**Trecho selecionado**.
O debate sobre a necessidade de mudar o modelo de financiamento de campanhas no Brasil voltou a ganhar fôlego em meio as denúncias de que propinas cobradas em contratos da Petrobras acabavam irrigando partidos políticos e candidatos como doações oficiais de campanha.
A crescente preocupação com o assunto, porém, não é exclusividade do Brasil. Um monitoramento internacional sobre financiamentos de campanha em 180 países, realizado há quinze anos pelo Instituto Internacional pela Democracia e Assistência Eleitoral (Idea, na sigla em inglês), indica uma tendência mundial de aumento - ainda que lento - da restrição a doações empresariais.
A proposta de eliminar ou reduzir drasticamente o financiamento de campanhas por empresas não busca apenas atacar o problema da corrupção, observa o diretor da área de Partidos Políticos do Idea, Sam van der Staak. O princípio central que norteia essas medidas é a preocupação com a influência desproporcional que as empresas teriam sobre o Estado por causa dos volumosos recursos destinados a eleger políticos, seja no Executivo ou no Legislativo.
Petrobras (EPA)
No Brasil, discussão sobre proibição voltou a ganhar força após escândalo da Petrobras
"Em todo o mundo, a política se tornou um negócio caro, em tal magnitude que o dinheiro é hoje uma das maiores ameaças à democracia", afirma um relatório de janeiro do instituto.

**Enunciado**.
Segundo o trecho sobre financiamento de campanhas, em quantos países o Idea realiza seu monitoramento internacional? Baseie-se somente no trecho acima.

**Amostra de dados**.
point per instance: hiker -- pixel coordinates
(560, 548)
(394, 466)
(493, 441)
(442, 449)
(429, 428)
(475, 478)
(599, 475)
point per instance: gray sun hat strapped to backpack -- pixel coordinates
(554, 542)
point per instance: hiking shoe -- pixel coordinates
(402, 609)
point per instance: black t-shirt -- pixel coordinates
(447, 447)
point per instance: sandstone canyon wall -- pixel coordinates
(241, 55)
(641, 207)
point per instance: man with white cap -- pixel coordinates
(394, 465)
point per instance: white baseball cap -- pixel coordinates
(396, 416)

...

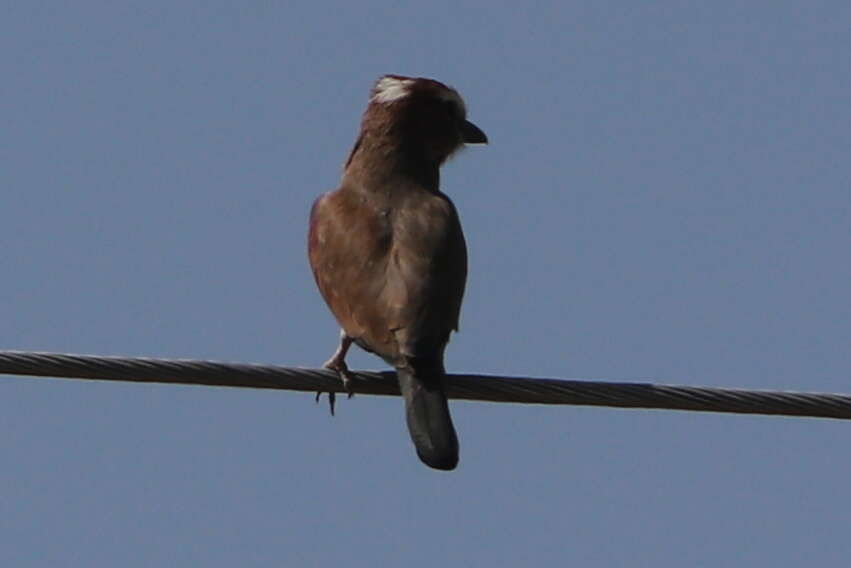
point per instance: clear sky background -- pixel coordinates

* * *

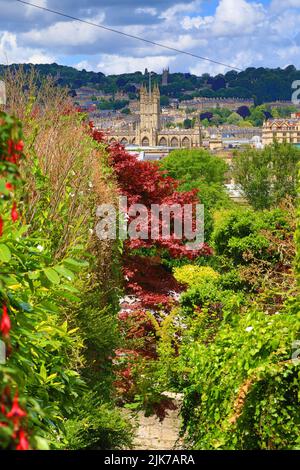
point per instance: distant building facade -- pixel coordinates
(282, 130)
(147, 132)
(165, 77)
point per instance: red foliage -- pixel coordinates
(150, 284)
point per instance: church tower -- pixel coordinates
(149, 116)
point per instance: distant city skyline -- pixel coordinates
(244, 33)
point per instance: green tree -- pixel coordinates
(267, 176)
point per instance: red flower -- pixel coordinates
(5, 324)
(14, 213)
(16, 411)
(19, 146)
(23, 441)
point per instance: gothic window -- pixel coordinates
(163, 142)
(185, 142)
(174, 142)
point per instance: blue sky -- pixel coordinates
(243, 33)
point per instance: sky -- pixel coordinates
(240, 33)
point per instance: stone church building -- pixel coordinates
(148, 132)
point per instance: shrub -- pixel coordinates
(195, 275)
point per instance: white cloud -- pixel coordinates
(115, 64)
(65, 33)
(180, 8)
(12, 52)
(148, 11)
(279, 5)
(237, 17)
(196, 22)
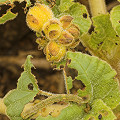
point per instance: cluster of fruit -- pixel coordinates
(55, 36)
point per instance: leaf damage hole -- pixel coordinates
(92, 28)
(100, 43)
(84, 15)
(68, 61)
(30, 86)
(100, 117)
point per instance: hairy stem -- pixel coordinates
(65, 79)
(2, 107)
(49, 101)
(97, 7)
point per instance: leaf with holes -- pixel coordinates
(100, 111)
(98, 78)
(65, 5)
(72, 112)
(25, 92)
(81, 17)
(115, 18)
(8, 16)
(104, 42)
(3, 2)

**Resposta**.
Em 180 países.